Exercises »
- A) Rewrite the paragraph beginning "In the autumn of 2001" from the Scan2CAD page as a short list, keeping its main facts.
- B) Update the stretch of the Scan2CAD page from "Scan2CAD in Building" through "throughout the country.", changing "architectural consultant" to "engineering consultant".
- C) List every figure the Scan2CAD page gives about maternal deaths in Afghanistan.

Extract provided »
+ + + + + + +

Scan2CAD in Building Services

Updated Jul 21, 2017
Two Architects, A Crane and a hospital building

Scan2CAD raster to vector conversion software has been used in Afghanistan by an architectural consultant to UNICEF (United Nations Children’s Fund) to assist in speeding-up the renovation of maternity hospitals at major locations throughout the country.

In the autumn of 2001, as soon as the Taliban regime was ousted, UNICEF began urgent humanitarian work improving schools and rebuilding and extending hospitals. Afghanistan has the highest maternal mortality ratio ever recorded, 6,500 deaths per 100,000 live births. Recent studies show that in the most rural parts of the country one woman dies every 20 minutes as a result of complications in childbirth or pregnancy. More than 40 per cent of deaths are caused by preventable complications.

Working with the Afghan Ministry of Public Health UNICEF set out to reduce the maternal mortality rate by providing improved obstetric care facilities to women across the country. The focus of the UNICEF initiative was the upgrading of Afghanistan’s largest maternal health facility, Malalai Maternity Hospital in Kabul.

+ + + + + + +

Recorded information »
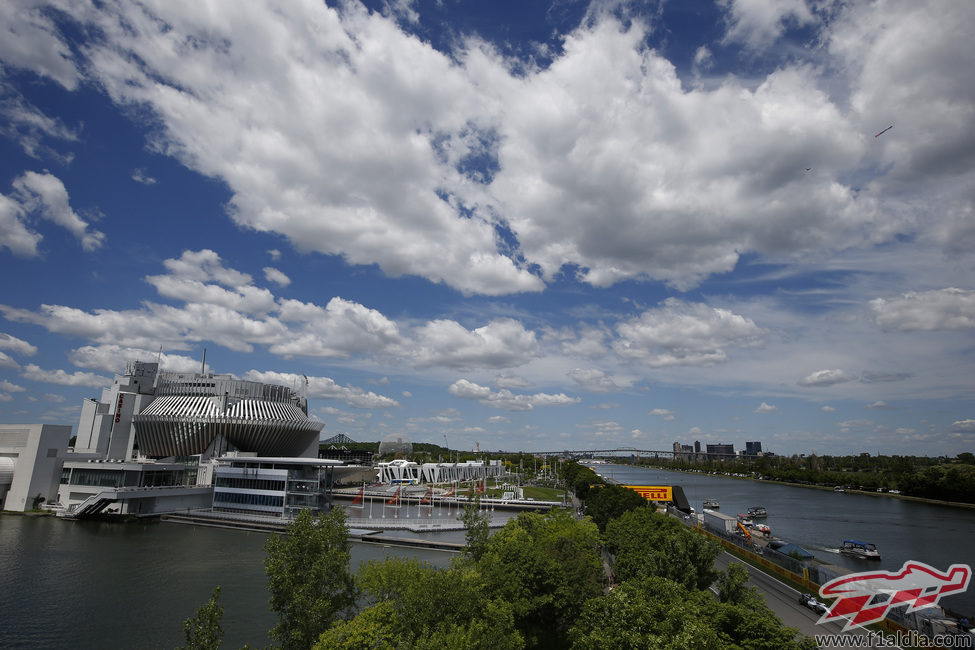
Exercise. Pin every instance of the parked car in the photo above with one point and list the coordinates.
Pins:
(812, 603)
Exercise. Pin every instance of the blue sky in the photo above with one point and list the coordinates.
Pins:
(519, 225)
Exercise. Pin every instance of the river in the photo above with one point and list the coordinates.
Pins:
(819, 521)
(85, 584)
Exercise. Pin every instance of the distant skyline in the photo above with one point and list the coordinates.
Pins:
(529, 226)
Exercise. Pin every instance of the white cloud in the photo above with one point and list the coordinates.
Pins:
(593, 380)
(506, 400)
(17, 345)
(27, 125)
(140, 176)
(35, 373)
(826, 378)
(341, 329)
(963, 426)
(29, 40)
(512, 381)
(942, 309)
(602, 162)
(45, 196)
(502, 343)
(681, 333)
(112, 358)
(277, 277)
(7, 362)
(855, 426)
(11, 387)
(666, 414)
(759, 23)
(15, 236)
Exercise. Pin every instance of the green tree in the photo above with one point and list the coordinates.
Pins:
(203, 631)
(611, 501)
(309, 579)
(646, 543)
(546, 567)
(731, 584)
(414, 605)
(659, 613)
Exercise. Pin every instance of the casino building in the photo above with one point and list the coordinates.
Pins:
(152, 441)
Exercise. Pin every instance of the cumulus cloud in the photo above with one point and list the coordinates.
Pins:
(826, 378)
(341, 329)
(45, 196)
(30, 127)
(16, 345)
(593, 380)
(942, 309)
(112, 358)
(666, 414)
(595, 163)
(140, 175)
(759, 23)
(963, 426)
(512, 381)
(36, 373)
(682, 333)
(504, 399)
(29, 40)
(879, 405)
(277, 277)
(10, 387)
(502, 343)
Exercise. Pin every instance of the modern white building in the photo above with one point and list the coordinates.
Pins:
(400, 471)
(274, 487)
(152, 414)
(146, 446)
(30, 464)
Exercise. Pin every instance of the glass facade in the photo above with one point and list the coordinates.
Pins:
(249, 483)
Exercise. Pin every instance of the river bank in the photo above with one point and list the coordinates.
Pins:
(825, 488)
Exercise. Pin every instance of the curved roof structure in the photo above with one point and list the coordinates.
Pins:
(265, 419)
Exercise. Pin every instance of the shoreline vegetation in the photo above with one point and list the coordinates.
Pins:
(940, 481)
(623, 575)
(826, 488)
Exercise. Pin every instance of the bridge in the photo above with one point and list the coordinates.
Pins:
(630, 451)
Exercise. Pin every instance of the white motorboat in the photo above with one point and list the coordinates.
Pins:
(862, 550)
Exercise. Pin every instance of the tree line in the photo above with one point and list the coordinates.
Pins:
(947, 479)
(624, 576)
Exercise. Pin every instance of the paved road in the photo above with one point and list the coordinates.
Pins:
(784, 601)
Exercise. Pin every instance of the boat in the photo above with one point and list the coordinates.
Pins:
(862, 550)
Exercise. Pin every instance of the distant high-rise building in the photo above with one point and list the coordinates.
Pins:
(721, 451)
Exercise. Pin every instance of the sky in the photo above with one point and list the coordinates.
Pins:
(504, 225)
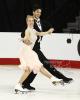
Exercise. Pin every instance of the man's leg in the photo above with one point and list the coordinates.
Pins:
(51, 68)
(28, 81)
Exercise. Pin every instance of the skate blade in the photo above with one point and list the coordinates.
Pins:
(58, 82)
(22, 92)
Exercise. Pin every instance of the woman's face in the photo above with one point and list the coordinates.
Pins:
(30, 21)
(37, 13)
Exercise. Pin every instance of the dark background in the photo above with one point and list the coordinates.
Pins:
(57, 12)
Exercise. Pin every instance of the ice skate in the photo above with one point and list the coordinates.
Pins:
(57, 81)
(18, 88)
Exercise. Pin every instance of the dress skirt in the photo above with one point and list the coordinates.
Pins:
(29, 59)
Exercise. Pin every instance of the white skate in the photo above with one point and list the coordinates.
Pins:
(57, 81)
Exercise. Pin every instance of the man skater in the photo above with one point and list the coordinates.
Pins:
(42, 25)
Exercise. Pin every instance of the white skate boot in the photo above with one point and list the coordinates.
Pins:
(57, 81)
(18, 88)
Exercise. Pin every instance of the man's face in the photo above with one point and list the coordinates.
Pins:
(37, 13)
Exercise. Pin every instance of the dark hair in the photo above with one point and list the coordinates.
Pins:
(35, 7)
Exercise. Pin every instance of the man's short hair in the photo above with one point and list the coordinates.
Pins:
(35, 7)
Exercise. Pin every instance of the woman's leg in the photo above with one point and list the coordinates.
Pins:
(49, 75)
(45, 72)
(24, 76)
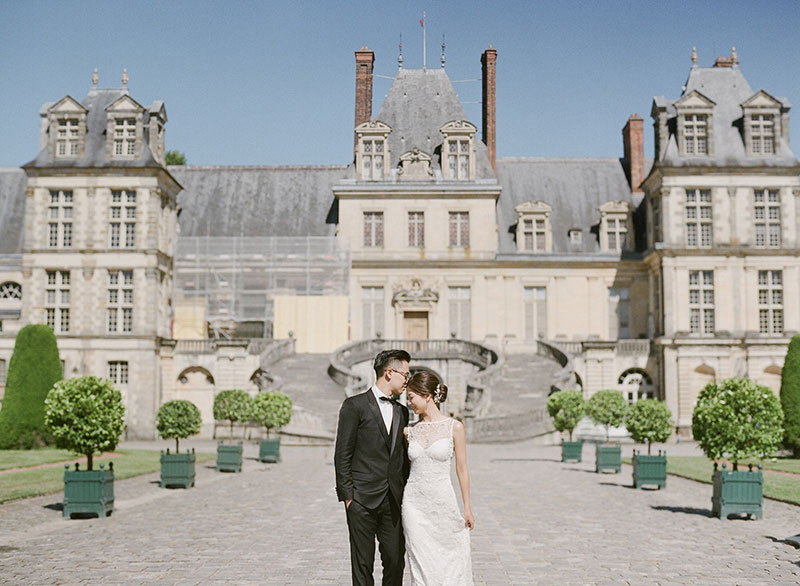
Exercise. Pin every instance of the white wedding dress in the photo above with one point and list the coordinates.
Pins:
(436, 539)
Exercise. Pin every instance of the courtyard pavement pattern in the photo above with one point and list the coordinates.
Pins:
(538, 521)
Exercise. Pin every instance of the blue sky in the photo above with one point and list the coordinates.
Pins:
(272, 83)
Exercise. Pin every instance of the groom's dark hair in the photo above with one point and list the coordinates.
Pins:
(387, 359)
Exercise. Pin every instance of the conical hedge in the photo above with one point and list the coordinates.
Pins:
(33, 370)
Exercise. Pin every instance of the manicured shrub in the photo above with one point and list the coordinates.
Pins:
(178, 419)
(790, 396)
(737, 419)
(33, 370)
(85, 415)
(648, 421)
(607, 408)
(566, 408)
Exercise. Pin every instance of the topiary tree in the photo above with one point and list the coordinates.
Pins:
(566, 408)
(790, 396)
(178, 419)
(737, 418)
(85, 415)
(607, 408)
(648, 421)
(33, 370)
(232, 405)
(272, 409)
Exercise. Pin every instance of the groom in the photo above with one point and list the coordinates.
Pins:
(372, 469)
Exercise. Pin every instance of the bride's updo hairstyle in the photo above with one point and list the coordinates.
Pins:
(427, 384)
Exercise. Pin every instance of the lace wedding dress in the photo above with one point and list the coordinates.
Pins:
(436, 539)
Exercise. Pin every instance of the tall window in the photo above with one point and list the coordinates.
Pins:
(120, 301)
(768, 218)
(416, 229)
(762, 134)
(770, 302)
(459, 229)
(372, 312)
(701, 302)
(57, 300)
(59, 227)
(459, 301)
(695, 134)
(535, 312)
(373, 229)
(698, 218)
(619, 313)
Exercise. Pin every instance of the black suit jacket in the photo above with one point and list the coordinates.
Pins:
(370, 462)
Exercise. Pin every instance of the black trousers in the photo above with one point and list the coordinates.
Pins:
(365, 525)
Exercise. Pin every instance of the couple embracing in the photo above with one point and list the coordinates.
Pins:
(395, 480)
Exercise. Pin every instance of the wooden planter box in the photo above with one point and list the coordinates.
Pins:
(571, 451)
(89, 491)
(270, 450)
(737, 492)
(229, 458)
(608, 457)
(177, 469)
(650, 470)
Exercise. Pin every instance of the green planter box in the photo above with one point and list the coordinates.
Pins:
(89, 491)
(229, 458)
(737, 492)
(650, 470)
(177, 469)
(270, 450)
(608, 457)
(571, 451)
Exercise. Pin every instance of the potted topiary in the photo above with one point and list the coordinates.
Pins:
(271, 409)
(566, 408)
(86, 415)
(232, 405)
(607, 408)
(648, 421)
(737, 419)
(178, 420)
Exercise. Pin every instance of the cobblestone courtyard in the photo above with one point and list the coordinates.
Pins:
(538, 522)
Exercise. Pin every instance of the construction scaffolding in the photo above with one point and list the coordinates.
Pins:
(230, 283)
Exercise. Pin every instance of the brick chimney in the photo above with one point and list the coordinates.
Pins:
(489, 63)
(364, 61)
(633, 149)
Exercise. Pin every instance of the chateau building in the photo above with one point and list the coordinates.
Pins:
(655, 276)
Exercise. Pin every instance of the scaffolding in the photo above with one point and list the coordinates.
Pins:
(233, 281)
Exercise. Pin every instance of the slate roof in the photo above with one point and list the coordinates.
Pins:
(257, 201)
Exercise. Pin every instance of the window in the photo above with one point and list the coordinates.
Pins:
(120, 301)
(698, 218)
(459, 229)
(768, 218)
(535, 312)
(459, 300)
(118, 372)
(770, 302)
(416, 229)
(373, 229)
(60, 213)
(57, 300)
(619, 312)
(701, 302)
(372, 312)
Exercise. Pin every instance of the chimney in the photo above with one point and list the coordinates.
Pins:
(633, 149)
(489, 63)
(364, 61)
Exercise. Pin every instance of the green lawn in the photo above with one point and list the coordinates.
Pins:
(27, 483)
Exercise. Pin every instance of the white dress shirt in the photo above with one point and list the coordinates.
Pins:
(387, 409)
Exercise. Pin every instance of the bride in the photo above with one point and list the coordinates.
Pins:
(437, 535)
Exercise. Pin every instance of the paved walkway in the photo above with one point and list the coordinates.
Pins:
(538, 522)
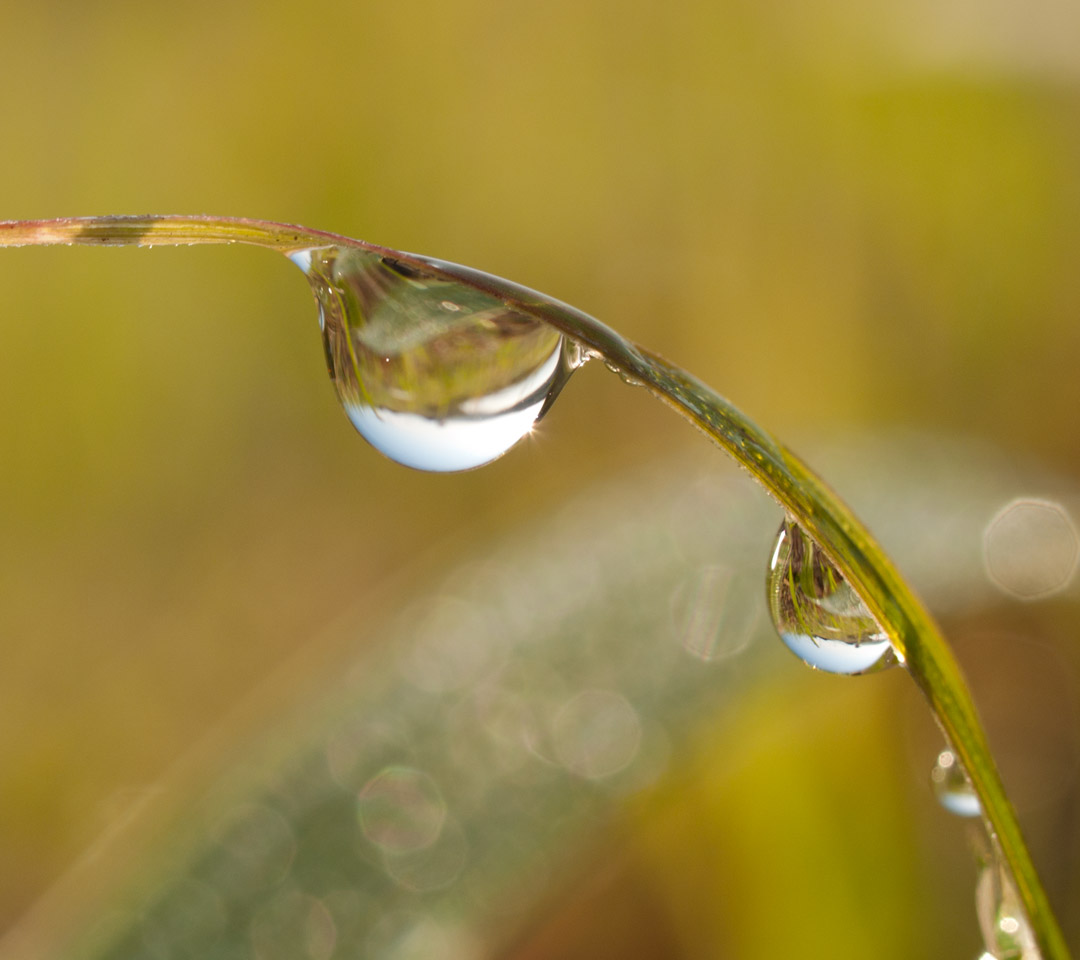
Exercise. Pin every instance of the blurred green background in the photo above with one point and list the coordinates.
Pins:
(846, 217)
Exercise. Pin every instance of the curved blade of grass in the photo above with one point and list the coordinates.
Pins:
(805, 496)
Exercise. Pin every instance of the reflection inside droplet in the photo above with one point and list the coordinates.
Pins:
(434, 374)
(818, 614)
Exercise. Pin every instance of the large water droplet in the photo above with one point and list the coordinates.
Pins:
(434, 374)
(952, 787)
(818, 614)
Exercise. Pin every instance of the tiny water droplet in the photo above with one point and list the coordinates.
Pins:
(818, 614)
(433, 374)
(952, 787)
(1006, 932)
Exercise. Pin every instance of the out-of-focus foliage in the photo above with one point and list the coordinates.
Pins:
(840, 215)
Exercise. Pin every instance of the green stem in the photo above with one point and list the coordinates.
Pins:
(808, 499)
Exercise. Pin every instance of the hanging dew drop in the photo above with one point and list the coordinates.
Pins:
(1006, 932)
(818, 614)
(433, 374)
(952, 787)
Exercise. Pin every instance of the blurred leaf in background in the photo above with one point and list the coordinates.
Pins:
(847, 217)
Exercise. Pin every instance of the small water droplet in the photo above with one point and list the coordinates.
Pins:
(1006, 931)
(952, 787)
(433, 374)
(818, 614)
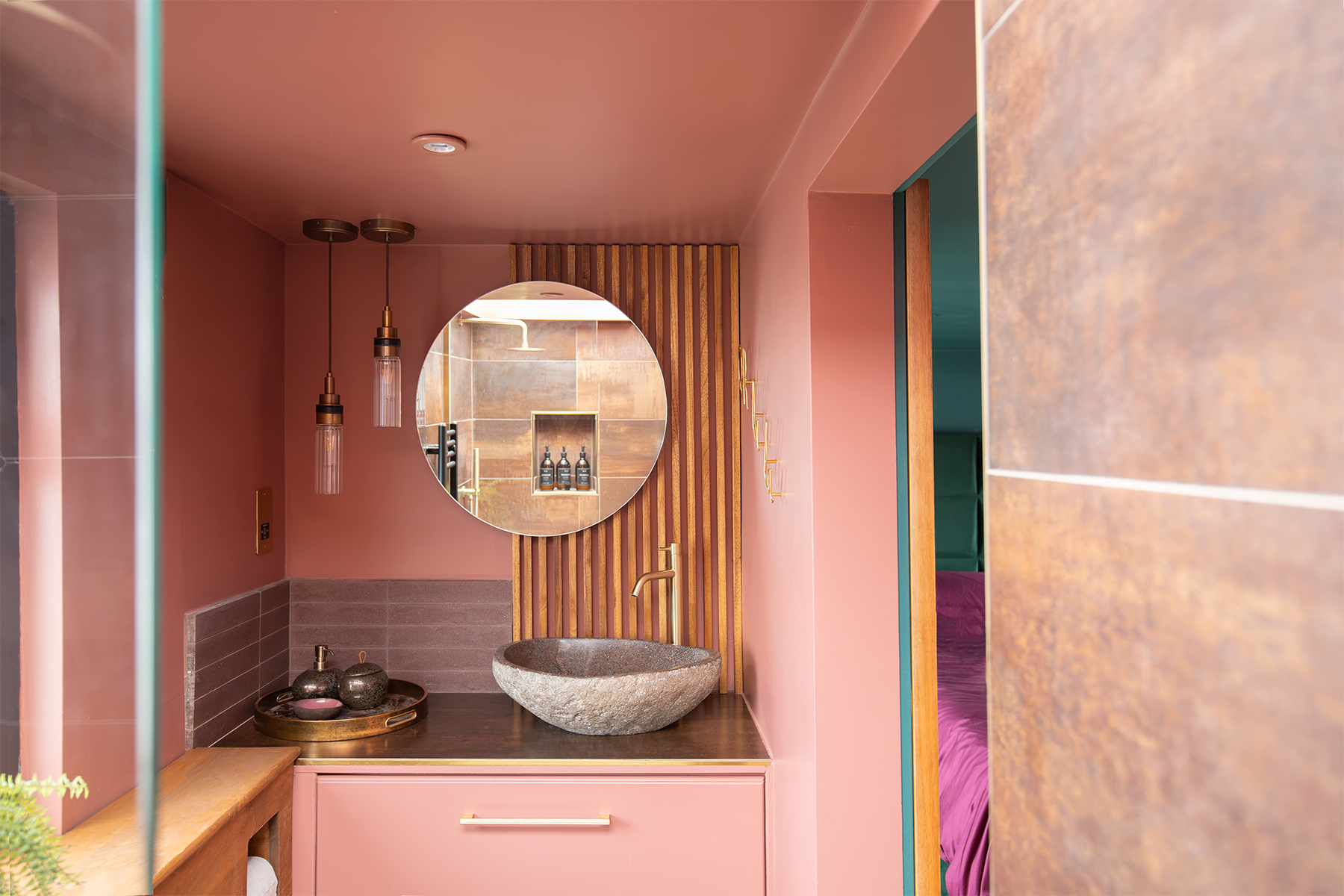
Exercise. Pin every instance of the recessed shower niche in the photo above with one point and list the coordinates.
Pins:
(531, 366)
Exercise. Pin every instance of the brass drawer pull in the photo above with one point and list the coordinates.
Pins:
(538, 822)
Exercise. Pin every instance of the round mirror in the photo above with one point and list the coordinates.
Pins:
(541, 408)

+ + + + + + +

Answers to the problems »
- A)
- UNICEF began urgent humanitarian work in autumn 2001, as soon as the Taliban regime was ousted. The work improved schools and rebuilt and extended hospitals.
- Afghanistan has the highest maternal mortality ratio ever recorded: 6,500 deaths per 100,000 live births.
- In the most rural parts of the country, one woman dies every 20 minutes from complications in childbirth or pregnancy.
- More than 40 per cent of deaths come from preventable complications.

- B)
Scan2CAD in Building Services

Updated Jul 21, 2017
Two Architects, A Crane and a hospital building

Scan2CAD raster to vector conversion software has been used in Afghanistan by an engineering consultant to UNICEF (United Nations Children’s Fund) to assist in speeding-up the renovation of maternity hospitals at major locations throughout the country.

- C)
- 6,500 deaths per 100,000 live births
- One woman dies every 20 minutes in the most rural parts of the country
- More than 40 per cent of deaths are caused by preventable complications